◆ REQUIREMENT
Only the lines from the one containing "Practice. Point at the arched" to the end of the data are wanted; print them exactly as they appear.

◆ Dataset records
========================================================================

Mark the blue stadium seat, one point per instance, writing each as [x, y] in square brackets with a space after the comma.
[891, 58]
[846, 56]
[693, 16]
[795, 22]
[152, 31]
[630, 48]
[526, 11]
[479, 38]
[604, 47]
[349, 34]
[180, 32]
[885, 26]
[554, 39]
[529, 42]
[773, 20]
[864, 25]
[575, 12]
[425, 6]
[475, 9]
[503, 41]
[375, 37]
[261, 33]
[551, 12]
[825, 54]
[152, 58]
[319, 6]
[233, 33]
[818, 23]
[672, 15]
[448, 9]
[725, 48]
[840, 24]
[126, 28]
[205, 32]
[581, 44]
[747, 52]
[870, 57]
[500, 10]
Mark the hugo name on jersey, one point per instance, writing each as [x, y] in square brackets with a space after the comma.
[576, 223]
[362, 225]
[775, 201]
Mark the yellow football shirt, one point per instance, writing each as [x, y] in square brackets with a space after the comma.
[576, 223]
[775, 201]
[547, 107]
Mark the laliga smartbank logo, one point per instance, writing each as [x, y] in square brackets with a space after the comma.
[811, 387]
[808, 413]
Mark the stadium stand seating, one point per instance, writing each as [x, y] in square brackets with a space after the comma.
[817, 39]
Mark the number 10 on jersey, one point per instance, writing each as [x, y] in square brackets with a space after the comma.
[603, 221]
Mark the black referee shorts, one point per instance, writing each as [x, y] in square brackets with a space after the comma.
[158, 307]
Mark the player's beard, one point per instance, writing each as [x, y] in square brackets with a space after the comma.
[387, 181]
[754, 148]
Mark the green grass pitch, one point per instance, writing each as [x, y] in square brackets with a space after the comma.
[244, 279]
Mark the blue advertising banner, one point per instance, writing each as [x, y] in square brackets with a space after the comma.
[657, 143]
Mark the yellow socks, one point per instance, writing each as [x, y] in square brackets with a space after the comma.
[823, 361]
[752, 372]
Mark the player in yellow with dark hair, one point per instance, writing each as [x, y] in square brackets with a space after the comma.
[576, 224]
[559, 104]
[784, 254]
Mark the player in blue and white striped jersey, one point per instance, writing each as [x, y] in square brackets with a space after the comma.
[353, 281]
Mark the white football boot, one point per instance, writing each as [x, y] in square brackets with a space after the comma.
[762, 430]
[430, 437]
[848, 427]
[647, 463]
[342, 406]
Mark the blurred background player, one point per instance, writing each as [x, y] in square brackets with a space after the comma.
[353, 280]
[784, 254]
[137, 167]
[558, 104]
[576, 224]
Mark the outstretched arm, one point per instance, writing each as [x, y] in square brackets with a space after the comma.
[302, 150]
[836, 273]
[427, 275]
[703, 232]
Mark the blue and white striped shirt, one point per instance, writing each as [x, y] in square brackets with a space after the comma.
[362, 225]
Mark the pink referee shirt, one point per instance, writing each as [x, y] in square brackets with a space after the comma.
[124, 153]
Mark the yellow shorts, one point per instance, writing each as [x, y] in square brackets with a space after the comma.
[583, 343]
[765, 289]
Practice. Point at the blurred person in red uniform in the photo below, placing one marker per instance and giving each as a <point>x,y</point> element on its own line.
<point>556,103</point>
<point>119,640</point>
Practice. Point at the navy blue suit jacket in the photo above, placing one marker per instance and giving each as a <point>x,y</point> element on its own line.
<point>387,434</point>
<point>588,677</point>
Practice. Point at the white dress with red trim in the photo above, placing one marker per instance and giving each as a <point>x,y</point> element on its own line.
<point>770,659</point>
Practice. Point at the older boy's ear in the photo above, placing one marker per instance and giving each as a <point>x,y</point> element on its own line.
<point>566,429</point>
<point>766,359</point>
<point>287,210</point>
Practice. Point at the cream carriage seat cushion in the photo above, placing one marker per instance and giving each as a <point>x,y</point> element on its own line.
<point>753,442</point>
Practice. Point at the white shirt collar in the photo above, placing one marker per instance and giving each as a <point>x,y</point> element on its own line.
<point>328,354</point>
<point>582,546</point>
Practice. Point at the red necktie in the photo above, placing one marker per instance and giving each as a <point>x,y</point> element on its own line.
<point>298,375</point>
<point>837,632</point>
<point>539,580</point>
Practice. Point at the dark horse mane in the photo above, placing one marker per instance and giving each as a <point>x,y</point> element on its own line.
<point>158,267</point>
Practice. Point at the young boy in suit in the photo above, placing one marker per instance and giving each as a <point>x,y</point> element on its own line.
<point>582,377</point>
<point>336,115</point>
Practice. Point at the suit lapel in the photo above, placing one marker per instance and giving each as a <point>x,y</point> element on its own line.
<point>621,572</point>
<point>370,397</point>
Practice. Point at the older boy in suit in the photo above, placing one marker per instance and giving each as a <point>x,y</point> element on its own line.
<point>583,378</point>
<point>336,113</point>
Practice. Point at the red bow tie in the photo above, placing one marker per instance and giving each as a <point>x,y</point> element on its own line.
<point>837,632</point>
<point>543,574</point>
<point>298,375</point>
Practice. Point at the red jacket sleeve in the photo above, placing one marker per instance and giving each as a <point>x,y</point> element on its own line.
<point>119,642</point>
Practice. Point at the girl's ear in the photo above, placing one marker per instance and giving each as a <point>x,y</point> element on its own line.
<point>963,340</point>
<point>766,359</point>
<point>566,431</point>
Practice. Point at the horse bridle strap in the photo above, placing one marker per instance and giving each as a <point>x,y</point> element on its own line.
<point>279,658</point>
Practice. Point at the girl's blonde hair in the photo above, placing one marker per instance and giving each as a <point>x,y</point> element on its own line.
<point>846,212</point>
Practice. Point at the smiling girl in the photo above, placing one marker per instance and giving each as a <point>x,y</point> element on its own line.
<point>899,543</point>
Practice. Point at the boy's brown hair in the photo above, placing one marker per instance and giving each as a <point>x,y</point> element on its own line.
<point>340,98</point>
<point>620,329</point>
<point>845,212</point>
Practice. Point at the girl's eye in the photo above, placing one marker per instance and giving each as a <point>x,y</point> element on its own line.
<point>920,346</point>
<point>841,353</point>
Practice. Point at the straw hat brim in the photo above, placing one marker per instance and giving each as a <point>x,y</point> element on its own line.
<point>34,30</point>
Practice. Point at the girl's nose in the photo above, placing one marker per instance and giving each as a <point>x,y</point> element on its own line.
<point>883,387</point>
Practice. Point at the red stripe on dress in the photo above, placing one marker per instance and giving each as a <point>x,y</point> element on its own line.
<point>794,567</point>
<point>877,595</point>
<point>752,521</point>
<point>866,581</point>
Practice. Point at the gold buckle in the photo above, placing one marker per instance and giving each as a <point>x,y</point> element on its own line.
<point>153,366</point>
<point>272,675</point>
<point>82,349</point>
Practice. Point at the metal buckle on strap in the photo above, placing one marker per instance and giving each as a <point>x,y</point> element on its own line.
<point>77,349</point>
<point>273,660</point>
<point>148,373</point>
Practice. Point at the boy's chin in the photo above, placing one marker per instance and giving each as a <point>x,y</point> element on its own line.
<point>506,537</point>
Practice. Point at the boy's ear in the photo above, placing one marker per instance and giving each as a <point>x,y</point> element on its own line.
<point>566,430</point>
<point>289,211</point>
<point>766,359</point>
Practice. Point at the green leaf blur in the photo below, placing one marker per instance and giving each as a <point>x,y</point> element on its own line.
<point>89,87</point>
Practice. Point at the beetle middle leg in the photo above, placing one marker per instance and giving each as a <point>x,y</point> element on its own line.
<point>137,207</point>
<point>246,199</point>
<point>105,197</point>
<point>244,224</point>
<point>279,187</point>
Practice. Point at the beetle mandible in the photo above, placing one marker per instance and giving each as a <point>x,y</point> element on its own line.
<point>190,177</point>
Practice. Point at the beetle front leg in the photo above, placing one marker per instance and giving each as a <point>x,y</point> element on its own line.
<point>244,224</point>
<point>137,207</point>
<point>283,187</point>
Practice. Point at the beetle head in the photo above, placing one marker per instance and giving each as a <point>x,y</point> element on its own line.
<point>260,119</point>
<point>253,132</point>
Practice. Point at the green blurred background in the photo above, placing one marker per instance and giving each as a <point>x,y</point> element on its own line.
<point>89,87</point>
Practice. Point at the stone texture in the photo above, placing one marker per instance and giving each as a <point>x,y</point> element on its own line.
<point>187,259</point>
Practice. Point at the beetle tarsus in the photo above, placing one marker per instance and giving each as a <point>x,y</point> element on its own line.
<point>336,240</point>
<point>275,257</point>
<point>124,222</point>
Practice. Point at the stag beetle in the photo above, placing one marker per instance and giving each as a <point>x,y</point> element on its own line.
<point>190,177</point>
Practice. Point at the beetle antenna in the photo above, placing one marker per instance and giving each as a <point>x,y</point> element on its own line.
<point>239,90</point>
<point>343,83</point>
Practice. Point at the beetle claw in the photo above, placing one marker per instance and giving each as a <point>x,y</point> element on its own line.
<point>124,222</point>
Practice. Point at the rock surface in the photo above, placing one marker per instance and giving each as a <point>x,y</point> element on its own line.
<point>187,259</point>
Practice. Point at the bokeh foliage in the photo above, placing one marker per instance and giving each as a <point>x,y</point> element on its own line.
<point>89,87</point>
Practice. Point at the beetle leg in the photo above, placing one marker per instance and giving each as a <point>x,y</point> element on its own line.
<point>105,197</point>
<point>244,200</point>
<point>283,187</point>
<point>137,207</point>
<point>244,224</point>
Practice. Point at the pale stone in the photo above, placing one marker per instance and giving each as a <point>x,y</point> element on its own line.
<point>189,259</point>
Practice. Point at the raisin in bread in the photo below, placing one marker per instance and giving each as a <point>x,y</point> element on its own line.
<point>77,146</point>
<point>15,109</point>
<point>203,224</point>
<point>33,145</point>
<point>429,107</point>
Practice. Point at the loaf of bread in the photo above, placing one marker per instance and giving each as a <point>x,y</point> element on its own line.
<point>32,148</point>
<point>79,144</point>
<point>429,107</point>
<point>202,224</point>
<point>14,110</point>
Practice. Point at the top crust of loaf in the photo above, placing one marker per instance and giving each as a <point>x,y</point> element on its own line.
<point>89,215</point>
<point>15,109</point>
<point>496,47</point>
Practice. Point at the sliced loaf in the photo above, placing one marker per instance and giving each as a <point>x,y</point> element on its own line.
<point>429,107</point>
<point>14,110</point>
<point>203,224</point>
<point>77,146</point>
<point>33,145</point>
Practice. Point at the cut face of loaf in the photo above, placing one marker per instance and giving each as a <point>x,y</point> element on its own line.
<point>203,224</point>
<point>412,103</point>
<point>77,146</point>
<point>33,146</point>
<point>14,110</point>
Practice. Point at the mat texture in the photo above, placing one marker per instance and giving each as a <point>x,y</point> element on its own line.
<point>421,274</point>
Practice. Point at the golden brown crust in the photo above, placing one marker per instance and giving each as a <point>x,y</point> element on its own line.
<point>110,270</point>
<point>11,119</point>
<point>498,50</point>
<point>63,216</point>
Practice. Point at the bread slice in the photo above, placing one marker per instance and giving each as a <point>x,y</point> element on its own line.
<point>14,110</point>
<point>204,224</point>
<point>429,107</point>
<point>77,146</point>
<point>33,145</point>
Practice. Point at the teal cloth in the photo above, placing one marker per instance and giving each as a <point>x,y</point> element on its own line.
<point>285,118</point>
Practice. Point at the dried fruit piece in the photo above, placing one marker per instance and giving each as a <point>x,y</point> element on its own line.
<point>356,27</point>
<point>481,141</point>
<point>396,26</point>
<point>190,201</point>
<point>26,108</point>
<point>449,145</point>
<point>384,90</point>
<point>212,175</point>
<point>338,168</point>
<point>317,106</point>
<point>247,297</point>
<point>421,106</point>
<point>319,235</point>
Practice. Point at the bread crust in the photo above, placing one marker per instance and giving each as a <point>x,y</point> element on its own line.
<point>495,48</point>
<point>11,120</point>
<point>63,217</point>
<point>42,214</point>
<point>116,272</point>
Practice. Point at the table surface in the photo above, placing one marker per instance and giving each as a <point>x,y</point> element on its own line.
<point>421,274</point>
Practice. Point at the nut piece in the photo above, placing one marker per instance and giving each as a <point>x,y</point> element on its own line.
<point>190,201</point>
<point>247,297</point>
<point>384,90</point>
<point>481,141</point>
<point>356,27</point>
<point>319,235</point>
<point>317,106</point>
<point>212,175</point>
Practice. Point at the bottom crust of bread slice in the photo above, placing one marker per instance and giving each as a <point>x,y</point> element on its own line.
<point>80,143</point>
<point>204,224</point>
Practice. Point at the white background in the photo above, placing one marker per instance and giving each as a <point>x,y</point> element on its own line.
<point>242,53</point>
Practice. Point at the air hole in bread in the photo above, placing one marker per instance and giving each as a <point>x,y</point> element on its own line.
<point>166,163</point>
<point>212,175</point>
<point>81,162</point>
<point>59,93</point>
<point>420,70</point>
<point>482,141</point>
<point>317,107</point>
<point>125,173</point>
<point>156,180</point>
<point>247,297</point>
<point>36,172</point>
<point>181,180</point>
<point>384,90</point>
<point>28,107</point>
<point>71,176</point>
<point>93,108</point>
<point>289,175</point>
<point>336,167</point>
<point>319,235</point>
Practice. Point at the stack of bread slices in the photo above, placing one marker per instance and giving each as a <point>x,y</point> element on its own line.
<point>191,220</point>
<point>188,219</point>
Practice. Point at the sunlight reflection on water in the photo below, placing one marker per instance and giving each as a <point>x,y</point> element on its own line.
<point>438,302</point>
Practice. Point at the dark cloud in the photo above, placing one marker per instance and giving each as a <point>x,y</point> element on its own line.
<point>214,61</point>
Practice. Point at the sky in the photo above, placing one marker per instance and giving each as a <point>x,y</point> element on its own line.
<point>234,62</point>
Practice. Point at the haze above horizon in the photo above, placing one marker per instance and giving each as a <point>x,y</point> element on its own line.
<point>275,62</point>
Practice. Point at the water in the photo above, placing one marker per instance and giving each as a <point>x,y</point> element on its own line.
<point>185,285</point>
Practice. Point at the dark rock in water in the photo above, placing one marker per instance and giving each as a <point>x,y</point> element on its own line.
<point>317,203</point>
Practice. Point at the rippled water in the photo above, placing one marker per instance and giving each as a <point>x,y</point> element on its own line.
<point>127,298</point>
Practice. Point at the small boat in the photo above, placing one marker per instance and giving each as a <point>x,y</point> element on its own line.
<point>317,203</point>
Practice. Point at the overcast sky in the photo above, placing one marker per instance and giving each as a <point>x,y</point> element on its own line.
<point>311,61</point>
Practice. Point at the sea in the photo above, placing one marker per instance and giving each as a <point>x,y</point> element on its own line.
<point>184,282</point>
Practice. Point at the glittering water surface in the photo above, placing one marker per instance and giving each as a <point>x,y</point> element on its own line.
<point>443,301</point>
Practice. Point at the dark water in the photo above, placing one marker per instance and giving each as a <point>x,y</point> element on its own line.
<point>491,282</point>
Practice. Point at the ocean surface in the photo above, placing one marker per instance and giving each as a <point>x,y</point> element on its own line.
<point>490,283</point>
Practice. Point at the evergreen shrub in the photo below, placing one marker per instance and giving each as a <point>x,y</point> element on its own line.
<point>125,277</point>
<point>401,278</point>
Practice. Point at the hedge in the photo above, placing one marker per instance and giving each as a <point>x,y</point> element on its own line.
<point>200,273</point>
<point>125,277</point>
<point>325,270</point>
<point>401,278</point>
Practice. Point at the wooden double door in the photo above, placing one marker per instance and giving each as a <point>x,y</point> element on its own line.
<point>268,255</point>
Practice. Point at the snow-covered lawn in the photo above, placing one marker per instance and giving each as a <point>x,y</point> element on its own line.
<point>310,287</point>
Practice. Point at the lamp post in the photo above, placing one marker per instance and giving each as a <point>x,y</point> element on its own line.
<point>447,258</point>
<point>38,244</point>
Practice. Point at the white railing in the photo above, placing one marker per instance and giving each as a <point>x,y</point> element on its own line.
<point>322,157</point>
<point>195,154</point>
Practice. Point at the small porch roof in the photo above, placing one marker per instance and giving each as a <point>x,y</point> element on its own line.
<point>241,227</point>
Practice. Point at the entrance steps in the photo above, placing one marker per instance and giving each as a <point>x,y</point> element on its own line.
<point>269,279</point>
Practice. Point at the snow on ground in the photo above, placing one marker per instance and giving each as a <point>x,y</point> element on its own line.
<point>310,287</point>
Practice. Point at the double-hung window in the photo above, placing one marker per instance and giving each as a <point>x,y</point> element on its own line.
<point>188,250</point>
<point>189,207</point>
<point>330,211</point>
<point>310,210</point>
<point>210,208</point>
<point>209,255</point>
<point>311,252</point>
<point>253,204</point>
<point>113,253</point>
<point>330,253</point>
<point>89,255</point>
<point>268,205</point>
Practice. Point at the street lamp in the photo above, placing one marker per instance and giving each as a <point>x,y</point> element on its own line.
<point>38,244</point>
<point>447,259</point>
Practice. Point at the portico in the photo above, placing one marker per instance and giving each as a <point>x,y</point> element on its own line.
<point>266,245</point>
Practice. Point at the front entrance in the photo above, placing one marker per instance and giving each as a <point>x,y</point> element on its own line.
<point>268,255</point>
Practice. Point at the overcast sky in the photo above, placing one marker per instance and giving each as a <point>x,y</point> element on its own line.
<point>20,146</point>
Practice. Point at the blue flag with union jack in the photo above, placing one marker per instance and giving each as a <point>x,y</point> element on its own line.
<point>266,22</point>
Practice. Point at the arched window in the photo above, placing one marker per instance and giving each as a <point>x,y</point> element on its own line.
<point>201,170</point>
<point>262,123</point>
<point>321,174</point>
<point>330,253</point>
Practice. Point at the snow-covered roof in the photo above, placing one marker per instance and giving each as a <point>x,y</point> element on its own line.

========================================================================

◆ RESULT OF THE TASK
Practice. Point at the arched window in the photo above, placing one marker per instance and giving each as a <point>x,y</point> element on its own line.
<point>201,170</point>
<point>262,123</point>
<point>321,174</point>
<point>330,253</point>
Practice. Point at the snow-covered roof in the photo above, placing one marker per instance and giving each as a <point>x,y</point> element on its own line.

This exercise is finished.